**TASK TO CARRY OUT:** The records below are split into lines. How many of those lines contain the string "trace"? Reply with the number only.

========================

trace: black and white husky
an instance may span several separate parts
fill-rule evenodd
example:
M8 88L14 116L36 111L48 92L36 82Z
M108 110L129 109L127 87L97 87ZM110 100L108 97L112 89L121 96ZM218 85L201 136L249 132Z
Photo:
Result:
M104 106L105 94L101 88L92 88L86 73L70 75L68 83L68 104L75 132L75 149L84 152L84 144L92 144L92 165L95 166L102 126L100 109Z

========================

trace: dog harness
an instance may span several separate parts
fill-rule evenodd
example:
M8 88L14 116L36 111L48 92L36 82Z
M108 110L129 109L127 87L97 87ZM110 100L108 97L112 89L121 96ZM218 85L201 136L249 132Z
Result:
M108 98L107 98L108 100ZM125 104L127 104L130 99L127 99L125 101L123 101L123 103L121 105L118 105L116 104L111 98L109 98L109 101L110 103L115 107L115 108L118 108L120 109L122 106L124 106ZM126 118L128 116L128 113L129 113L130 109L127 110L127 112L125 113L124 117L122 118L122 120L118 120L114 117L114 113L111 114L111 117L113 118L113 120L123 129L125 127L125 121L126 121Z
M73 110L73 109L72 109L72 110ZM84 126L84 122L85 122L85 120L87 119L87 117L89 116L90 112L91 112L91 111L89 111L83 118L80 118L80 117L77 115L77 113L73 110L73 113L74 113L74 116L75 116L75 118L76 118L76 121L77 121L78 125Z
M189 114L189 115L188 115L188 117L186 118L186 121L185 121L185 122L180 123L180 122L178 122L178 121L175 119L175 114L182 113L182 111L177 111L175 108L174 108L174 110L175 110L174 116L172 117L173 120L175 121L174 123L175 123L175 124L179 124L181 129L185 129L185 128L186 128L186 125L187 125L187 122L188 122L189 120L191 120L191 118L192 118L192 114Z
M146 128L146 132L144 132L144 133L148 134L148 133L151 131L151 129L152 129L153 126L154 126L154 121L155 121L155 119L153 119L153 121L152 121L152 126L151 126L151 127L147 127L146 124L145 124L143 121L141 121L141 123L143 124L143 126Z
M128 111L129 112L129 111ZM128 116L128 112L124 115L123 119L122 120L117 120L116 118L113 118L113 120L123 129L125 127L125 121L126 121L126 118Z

========================

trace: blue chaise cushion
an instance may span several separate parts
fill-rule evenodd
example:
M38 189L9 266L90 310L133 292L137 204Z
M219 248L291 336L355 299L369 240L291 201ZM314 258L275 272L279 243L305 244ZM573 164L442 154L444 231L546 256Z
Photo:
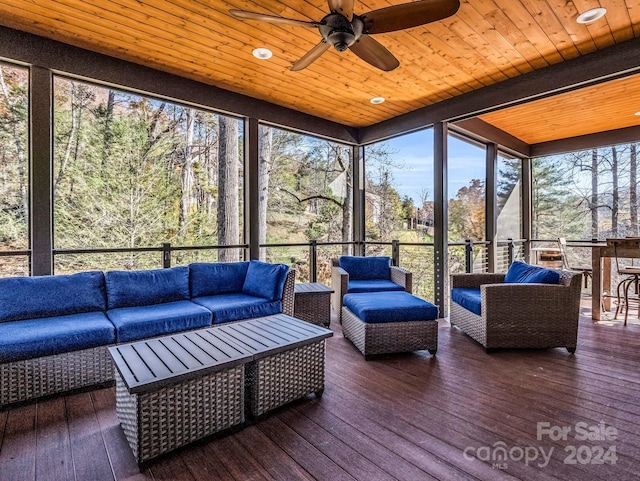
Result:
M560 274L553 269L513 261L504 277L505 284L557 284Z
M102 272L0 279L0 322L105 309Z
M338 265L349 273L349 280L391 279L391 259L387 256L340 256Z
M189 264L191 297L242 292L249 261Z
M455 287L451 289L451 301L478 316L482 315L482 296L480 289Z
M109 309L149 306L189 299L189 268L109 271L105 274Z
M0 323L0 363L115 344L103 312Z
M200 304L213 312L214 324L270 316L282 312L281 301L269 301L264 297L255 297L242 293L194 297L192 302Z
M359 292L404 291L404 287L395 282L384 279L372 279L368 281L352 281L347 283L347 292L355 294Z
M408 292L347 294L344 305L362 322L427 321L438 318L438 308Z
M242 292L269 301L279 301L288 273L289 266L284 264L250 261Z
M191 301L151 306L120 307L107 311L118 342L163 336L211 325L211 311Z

========================

**THE COMPLETED TASK:** 3